» **Set of tasks**:
- a) Name each use of locally decodable codes in complexity theory that the passage on computationally bounded channels mentions.
- b) Reproduce the passage on computationally bounded channels word for word, between "Let $E()$ be" and "Calculate $M = D(Z)$.", inclusive.

» **Passage for review**:
┄┄┄┄┄┄┄┄┄┄

Let $E()$ be an encoder for the stochastic noise model and $D()$ be a simple decoder for the same, each of which runs in polynomial time. Furthermore, let both the sender and receiver share some random permutation function $\pi$ and a random pattern $R$.

For encoding:
1. Let $X = E(M)$.

2. Let $Y = \pi (X) \oplus R$.

3. Transmit $Y$

Then for decoding:
1. Receive $Y'$. Compute $Z = \pi^{-1} (Y' \oplus R)$.

2. Calculate $M = D(Z)$.

Similarly to the Quicksort comparison above, if the channel wants to do something smart, it must first test all the permutations. However, this is infeasible for a computationally bounded adversary, so the most it can do is make a random error pattern $N$. But then:

 $Z = \pi^{-1}(Y' \oplus R) = \pi^{-1} (Y \oplus N \oplus R),$

since $Y' = Y \oplus N$ by definition.

 $= \pi^{-1}(Y \oplus R) \oplus N'$, where $N' = \pi^{-1}(N),$

since any permutation is linear with respect to XOR,

 $= X \oplus N',$

as per the definition of $Y$ above.

Since $\pi$ is random, $N'$ is just random noise and we can use the simple decoder to decode the received message and get back $M$.

==Specific applications==
By assuming a computationally bounded adversary, it is possibly to design a locally decodable code which is both efficient and near-optimal, with a negligible error probability. These codes are used in complexity theory for things like self-correcting computations, probabilistically checkable proof systems, and worst-case to average-case hardness reductions in the constructions of pseudo-random generators. They are useful in cryptography as a result of their connection with private information retrieval protocols. They are also in a number of database applications like fault-tolerant data storage.

Furthermore, it is possible to construct codes which surpass known bounds for worst-case codes—specifically, unique decoding with a $1-R$ error rate. This can be done by concatenating timestamped digital signatures onto messages. A computationally bounded channel cannot forge a signature; and while it may have valid past signatures, the receiver can use list decoding and select a message only if its signature has the correct timestamp.

┄┄┄┄┄┄┄┄┄┄

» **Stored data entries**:
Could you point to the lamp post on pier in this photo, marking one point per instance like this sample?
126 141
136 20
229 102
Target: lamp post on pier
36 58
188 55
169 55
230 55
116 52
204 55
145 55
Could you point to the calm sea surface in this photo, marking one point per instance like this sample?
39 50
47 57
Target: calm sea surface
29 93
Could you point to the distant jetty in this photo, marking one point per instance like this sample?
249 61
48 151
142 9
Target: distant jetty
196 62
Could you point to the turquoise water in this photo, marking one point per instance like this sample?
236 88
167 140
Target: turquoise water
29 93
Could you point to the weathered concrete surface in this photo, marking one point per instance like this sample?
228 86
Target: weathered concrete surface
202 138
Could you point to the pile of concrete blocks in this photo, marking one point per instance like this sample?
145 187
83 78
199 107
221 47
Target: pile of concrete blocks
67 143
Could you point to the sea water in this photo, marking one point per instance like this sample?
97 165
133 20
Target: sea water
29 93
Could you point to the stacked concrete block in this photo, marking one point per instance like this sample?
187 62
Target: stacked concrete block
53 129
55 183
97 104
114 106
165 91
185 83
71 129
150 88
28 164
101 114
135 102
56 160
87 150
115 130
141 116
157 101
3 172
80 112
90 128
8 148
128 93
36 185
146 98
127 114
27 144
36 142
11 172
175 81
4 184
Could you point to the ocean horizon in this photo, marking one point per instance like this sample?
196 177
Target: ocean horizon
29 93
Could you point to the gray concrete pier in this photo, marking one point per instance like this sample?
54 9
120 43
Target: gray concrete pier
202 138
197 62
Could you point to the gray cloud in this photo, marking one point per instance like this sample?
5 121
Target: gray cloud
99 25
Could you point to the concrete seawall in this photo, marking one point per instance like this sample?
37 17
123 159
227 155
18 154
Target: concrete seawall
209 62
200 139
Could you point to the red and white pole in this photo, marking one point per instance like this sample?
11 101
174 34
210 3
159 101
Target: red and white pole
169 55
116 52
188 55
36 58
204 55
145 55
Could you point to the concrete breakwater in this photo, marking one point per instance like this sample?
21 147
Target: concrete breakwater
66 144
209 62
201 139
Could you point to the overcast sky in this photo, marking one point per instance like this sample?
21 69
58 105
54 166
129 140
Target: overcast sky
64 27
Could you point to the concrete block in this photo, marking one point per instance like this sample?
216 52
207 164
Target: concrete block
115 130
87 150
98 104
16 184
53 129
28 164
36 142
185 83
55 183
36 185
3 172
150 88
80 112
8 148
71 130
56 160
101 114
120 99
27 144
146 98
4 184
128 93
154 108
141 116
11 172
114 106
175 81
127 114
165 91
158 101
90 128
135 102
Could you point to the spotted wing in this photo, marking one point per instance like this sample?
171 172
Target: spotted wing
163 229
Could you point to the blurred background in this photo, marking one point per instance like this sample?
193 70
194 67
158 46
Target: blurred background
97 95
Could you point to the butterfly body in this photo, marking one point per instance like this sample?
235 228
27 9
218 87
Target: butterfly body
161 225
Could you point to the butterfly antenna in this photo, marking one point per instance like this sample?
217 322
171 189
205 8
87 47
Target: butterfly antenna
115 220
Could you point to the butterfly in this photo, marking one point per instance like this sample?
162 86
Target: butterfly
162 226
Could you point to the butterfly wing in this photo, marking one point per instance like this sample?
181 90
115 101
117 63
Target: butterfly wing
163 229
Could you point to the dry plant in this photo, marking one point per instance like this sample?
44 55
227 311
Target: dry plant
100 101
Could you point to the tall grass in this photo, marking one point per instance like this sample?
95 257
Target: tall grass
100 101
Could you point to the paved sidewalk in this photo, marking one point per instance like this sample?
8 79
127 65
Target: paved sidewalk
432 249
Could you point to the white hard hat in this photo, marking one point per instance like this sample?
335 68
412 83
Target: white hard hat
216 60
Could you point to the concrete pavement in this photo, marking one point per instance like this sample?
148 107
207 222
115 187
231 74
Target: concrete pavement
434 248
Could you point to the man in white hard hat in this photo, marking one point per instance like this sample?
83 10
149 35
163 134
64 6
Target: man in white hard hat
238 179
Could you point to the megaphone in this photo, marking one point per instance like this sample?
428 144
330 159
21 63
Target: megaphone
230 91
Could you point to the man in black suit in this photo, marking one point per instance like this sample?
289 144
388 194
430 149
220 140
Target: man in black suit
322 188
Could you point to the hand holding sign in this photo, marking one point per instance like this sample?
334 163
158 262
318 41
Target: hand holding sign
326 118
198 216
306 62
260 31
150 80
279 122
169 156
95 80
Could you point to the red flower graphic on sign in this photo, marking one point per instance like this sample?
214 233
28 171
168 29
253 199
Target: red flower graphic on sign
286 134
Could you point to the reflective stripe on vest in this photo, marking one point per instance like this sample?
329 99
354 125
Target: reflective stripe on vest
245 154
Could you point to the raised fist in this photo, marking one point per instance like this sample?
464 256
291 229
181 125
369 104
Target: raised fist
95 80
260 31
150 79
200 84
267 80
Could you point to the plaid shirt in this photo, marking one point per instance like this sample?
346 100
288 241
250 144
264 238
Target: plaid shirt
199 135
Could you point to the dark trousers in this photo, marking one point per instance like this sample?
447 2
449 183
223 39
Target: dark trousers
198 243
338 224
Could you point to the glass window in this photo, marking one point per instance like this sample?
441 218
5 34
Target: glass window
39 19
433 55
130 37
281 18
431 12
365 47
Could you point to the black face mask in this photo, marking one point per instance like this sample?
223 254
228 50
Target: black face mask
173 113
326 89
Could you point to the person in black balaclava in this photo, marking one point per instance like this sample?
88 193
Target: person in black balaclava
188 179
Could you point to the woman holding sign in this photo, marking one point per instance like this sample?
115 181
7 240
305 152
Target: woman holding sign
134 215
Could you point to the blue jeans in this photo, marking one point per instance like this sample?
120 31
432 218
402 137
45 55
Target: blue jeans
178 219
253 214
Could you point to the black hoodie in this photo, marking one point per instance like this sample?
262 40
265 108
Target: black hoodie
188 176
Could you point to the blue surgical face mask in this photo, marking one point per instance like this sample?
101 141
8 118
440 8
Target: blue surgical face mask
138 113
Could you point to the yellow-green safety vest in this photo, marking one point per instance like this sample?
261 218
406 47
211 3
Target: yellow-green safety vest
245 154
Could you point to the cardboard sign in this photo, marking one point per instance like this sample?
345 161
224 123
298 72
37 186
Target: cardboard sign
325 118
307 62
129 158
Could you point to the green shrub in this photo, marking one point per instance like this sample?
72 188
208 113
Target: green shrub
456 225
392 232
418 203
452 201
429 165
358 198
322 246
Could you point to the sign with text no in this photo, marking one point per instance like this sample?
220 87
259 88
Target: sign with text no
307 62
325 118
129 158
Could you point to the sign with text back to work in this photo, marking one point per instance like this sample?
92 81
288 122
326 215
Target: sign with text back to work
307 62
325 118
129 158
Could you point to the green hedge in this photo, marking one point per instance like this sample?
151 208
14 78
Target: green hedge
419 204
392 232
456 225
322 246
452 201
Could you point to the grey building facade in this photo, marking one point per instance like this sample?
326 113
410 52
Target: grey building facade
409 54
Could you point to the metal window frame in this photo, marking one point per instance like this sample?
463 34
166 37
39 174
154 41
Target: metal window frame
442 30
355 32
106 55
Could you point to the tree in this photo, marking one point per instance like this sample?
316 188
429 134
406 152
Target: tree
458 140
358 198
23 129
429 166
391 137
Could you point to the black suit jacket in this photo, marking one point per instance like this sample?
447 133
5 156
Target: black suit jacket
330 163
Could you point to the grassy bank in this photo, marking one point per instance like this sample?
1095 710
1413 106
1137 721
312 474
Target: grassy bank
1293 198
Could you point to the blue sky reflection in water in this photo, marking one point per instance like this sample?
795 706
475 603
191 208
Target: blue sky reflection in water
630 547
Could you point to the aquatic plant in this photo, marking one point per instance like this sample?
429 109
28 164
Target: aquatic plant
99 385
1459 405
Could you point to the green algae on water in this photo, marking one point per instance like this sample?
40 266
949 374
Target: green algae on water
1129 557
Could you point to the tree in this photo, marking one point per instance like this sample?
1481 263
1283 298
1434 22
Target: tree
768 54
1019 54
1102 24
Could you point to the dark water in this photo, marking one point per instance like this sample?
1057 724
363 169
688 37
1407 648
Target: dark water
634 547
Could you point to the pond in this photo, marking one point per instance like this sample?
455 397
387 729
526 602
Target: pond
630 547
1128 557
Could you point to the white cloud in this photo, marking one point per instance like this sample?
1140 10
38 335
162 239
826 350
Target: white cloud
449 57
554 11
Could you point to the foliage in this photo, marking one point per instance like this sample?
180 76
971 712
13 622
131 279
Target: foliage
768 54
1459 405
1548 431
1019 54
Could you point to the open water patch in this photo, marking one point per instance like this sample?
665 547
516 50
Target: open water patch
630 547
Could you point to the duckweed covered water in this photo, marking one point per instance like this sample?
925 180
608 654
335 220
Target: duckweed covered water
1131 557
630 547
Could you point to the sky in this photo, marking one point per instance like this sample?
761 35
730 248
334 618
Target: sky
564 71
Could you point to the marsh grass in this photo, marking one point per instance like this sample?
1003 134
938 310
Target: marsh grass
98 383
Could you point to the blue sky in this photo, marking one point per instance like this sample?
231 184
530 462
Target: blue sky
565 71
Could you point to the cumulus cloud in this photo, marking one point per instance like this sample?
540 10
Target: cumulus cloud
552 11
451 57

┄┄┄┄┄┄┄┄┄┄

» **Outputs for the tasks**:
- a)
- self-correcting computations
- probabilistically checkable proof systems
- worst-case to average-case hardness reductions in the constructions of pseudo-random generators

- b)
Let $E()$ be an encoder for the stochastic noise model and $D()$ be a simple decoder for the same, each of which runs in polynomial time. Furthermore, let both the sender and receiver share some random permutation function $\pi$ and a random pattern $R$.

For encoding:
1. Let $X = E(M)$.

2. Let $Y = \pi (X) \oplus R$.

3. Transmit $Y$

Then for decoding:
1. Receive $Y'$. Compute $Z = \pi^{-1} (Y' \oplus R)$.

2. Calculate $M = D(Z)$.